*** TEXT FOR ANALYSIS ***
Thursday, October 3, 2013

Laura Henricks

43a Laura Henricks
(Click on image to enlarge)
Image courtesy of N.B.


This is from Mildred Lindborg's photo album, but it's worthy of the bleakest art film. I don't know what effect the photographer was going for; it was probably by accident that he/she produced a statement about the unbridgeable distance that separates each individual from the rest of humanity. Here Laura is the ostensible subject, but the clearest thing in the whole photo is the shadow of the audience. Laura's face is so out of focus as to be unrecognizable except through Mildred's caption. She is distant, alone, unknowable. "We are all sentenced to solitary confinement inside our own skins, for life," said Tennessee Williams. And so says this photo.

♦    ♦    ♦

Getting back to more mundane things — in case you didn't recognize it, that's the Lindborg house in Ainsworth, in the background at left, and part of the Lindborg blacksmith business at right.

As for Laura Henricks, I think I have found her in the 1910 census (but spelled "Hendricks"). If so, Laura was born around 1903 and had two younger siblings, Freddie and Mable. Her 31-year-old, widowed father, Charlie, farms his own land, which appears (judging by who his neighbors are) to be in northeast Ross Township. Charlie employs his own 24-year-old half-sister, Amanda Henning, as housekeeper.

I can't find them in any other census.

In my newspaper notes, I find a "Chas. Hendricks" in 1907 reportedly buying the farm of William Smith (brother of Cyrus) (but I don't find that ownership reflected in the 1908 plat map). In 1916, a social column reported that Mabel and Laura Henricks visited their aunt, Mrs. Emil Wojahn, in Chicago. In October 1918, Fred Henricks was one of five patients of Dr. C.C. Brink who underwent operations at Mercy Hospital for "diseased tonsils and adenoids."

And that's all I have on the Henrickses, or Hendrickses. Laura remains distant, out of focus, unknowable. That photo could represent all the subjects of this blog.



Sources:
1908 Plat Map.
1910 Census.
♦ "Local Drifts." Hobart Gazette 4 Oct. 1907.
♦ "Ross Township News." Hobart Gazette 29 Dec. 1916; 25 Oct. 1918.
*** End of TEXT FOR ANALYSIS ***
ABOUT THIS TASK: According to the blog post about Laura Henricks, whom did her father Charlie employ as housekeeper in the 1910 census?
*** SUPPLIED RECORDS ***
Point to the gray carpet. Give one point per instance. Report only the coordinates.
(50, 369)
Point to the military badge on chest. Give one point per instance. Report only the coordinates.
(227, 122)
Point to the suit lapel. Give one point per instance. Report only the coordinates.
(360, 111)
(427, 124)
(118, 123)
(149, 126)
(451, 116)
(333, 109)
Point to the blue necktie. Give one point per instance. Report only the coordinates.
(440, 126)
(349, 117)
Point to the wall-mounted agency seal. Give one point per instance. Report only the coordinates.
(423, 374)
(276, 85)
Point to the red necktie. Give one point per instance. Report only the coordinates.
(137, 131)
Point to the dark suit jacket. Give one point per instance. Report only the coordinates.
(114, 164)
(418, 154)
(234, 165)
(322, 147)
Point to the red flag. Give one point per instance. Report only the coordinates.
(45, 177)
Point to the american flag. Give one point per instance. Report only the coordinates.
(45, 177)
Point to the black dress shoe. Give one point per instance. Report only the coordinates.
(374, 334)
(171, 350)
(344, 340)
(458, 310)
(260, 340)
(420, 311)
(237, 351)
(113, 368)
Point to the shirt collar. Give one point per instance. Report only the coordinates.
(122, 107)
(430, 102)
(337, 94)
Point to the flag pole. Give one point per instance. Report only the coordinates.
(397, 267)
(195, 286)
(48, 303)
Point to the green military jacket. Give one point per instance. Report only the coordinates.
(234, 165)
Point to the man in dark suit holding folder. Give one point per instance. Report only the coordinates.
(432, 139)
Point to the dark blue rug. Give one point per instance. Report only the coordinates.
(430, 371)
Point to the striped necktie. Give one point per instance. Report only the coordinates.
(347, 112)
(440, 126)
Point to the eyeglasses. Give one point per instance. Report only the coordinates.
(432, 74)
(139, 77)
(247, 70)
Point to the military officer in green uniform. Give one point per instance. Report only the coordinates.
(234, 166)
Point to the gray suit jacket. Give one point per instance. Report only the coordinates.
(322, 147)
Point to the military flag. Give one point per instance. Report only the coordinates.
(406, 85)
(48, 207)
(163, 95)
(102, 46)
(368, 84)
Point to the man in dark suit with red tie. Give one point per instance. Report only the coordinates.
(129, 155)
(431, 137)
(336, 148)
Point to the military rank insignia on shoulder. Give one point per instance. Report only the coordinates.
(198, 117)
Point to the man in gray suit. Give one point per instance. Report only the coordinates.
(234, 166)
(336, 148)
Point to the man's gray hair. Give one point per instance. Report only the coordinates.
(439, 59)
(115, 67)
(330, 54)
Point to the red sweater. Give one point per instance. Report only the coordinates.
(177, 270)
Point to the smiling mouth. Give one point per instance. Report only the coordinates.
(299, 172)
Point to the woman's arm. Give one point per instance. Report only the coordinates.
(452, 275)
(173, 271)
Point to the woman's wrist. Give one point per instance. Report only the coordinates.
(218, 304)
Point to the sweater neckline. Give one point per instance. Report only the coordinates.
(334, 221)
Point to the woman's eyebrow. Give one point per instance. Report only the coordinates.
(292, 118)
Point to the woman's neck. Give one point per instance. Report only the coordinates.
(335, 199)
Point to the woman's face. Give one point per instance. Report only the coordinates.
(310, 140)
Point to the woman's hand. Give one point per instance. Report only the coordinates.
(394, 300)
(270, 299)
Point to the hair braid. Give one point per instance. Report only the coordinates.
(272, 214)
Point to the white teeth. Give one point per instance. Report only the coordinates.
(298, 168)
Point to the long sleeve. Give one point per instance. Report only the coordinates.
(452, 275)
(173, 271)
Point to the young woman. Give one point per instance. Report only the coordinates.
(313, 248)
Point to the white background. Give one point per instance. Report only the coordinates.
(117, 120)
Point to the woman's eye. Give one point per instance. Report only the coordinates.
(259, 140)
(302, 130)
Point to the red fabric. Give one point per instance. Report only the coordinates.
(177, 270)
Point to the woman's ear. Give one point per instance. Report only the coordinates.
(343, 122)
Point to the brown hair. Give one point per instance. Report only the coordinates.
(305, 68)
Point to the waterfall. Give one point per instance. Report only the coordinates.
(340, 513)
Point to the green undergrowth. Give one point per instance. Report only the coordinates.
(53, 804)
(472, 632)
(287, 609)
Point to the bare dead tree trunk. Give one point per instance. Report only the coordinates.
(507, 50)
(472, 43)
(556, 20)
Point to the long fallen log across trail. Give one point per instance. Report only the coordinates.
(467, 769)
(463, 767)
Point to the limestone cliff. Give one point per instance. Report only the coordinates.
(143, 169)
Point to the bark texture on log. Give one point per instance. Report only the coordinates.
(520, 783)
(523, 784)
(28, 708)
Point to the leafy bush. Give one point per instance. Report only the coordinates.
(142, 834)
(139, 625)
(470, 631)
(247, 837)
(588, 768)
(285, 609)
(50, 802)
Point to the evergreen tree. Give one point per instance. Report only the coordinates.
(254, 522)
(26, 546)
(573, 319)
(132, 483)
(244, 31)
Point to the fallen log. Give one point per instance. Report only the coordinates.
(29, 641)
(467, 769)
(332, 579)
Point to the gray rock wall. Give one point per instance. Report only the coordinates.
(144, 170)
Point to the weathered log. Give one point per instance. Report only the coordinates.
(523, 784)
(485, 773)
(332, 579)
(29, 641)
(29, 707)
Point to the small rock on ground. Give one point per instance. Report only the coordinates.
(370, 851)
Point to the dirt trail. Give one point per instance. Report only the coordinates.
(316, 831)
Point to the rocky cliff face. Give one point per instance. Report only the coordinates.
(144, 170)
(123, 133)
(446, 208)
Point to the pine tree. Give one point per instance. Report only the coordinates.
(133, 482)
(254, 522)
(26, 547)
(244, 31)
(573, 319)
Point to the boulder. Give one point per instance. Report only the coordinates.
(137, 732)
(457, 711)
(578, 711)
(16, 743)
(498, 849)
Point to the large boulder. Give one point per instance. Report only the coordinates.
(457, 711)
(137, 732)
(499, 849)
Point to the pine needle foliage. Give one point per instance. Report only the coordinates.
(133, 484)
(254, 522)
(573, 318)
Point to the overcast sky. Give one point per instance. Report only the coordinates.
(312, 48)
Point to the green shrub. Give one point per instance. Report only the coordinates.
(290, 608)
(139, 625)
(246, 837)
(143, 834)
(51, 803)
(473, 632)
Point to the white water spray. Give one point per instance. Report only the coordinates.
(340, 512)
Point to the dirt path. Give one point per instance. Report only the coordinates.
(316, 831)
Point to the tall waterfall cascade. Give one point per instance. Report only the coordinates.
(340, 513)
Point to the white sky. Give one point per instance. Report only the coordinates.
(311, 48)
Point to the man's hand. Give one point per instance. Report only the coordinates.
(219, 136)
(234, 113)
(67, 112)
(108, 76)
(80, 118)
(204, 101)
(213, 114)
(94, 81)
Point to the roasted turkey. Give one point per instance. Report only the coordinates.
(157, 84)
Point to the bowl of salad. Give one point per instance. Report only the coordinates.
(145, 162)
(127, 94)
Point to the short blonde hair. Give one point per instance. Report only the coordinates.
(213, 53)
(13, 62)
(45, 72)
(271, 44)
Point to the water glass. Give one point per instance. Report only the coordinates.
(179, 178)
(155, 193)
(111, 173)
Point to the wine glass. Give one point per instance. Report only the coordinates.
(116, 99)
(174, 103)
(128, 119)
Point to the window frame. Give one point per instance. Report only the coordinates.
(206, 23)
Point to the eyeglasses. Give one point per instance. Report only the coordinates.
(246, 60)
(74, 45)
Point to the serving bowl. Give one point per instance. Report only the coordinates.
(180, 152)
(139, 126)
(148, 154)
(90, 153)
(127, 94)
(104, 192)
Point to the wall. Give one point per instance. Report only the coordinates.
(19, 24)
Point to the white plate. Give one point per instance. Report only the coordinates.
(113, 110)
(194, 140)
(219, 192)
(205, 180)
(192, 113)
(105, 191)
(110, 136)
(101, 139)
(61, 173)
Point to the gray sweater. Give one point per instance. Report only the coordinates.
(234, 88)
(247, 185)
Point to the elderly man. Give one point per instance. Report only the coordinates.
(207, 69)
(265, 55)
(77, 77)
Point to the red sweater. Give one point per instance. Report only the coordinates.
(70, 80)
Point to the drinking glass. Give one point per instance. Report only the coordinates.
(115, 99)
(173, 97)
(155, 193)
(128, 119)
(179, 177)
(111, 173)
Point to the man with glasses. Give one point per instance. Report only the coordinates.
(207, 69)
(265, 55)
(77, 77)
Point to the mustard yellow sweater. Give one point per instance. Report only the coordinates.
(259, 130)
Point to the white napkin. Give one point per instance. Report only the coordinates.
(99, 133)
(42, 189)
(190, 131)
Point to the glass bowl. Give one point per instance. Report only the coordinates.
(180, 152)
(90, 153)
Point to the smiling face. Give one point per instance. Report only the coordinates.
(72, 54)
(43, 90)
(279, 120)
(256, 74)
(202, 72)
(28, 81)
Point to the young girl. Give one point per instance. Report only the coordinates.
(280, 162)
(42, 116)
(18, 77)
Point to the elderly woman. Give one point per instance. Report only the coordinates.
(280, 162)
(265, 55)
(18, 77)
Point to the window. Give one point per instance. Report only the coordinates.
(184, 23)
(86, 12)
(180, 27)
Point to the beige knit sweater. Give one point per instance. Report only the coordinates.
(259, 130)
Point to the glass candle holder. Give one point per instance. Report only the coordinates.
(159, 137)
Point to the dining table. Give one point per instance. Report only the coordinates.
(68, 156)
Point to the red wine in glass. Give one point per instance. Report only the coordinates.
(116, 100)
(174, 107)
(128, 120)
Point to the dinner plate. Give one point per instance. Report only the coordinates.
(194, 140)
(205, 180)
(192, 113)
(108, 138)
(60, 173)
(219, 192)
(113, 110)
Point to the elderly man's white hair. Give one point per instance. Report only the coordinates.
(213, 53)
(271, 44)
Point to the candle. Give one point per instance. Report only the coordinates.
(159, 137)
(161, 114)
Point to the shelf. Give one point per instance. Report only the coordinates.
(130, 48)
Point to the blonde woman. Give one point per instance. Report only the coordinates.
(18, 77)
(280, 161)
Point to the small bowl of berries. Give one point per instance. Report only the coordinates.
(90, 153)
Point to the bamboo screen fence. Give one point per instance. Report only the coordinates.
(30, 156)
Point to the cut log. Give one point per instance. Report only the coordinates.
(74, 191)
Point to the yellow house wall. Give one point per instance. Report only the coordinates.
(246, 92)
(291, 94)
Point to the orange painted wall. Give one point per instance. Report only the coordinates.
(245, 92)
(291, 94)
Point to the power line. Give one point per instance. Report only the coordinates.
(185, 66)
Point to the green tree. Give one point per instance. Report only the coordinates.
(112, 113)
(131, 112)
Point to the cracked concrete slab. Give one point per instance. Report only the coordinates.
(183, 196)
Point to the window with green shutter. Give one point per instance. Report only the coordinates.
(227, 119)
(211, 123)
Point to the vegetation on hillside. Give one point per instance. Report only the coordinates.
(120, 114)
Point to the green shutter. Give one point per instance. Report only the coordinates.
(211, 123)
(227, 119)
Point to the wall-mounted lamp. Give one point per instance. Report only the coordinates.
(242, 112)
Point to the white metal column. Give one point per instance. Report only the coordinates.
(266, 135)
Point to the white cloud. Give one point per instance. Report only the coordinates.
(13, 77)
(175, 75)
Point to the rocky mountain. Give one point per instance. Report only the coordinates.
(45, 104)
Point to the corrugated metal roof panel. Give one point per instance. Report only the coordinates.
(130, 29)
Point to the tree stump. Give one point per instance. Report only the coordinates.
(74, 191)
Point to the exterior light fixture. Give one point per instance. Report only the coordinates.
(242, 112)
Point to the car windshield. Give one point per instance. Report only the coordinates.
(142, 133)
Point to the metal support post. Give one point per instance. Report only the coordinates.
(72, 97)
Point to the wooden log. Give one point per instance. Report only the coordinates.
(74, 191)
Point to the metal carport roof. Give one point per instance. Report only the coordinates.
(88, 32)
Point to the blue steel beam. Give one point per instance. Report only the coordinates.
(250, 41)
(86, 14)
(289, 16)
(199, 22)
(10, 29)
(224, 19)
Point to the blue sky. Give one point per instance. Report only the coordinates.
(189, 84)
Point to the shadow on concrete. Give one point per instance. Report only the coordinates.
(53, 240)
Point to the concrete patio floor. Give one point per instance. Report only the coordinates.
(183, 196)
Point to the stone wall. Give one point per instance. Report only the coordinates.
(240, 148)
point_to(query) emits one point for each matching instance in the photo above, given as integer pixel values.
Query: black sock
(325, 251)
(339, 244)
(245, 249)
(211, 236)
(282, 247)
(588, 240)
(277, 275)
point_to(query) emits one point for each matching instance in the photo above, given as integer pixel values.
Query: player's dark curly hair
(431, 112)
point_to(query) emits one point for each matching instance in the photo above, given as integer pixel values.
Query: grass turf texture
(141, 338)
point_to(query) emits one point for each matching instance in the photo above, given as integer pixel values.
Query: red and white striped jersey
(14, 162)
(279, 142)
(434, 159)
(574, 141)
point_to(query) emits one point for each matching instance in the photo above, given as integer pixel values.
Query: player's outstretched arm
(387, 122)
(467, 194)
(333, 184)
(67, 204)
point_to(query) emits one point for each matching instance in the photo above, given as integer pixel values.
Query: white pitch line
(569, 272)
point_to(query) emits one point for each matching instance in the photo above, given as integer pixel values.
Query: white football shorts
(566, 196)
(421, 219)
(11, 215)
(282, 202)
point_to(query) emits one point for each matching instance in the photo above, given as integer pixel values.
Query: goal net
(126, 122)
*** End of SUPPLIED RECORDS ***
OUTPUT OF THE EXERCISE: He employed his 24-year-old half-sister, Amanda Henning.